*** EXTRACTED RECORDS ***

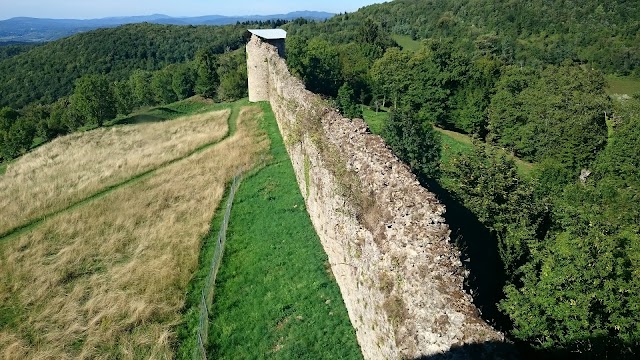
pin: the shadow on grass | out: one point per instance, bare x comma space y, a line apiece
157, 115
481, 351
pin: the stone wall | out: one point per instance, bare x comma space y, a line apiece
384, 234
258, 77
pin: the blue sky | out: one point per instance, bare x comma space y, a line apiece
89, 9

***
*** EXTRACTED RECORDS ***

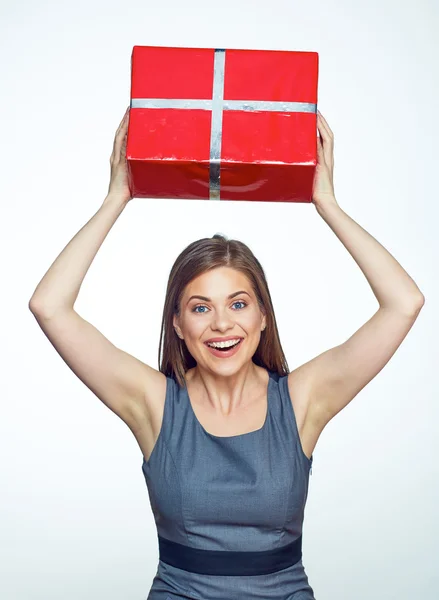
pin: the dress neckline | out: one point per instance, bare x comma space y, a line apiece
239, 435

***

■ YOUR INSTRUCTIONS:
Which lines of the items contain the string "apiece", matching case exactly? Show each of those lines in full.

■ SOLUTION:
pin: the shadow on grass | out: one point per instance, bare x comma space y, a line apiece
pin: the stone wall | out: one point per instance, bare x comma space y, a line apiece
pin: the blue sky | out: one point per instance, bare x comma space y, a line apiece
pin: the dress neckline | out: one point per instance, bare x comma space y, a line apiece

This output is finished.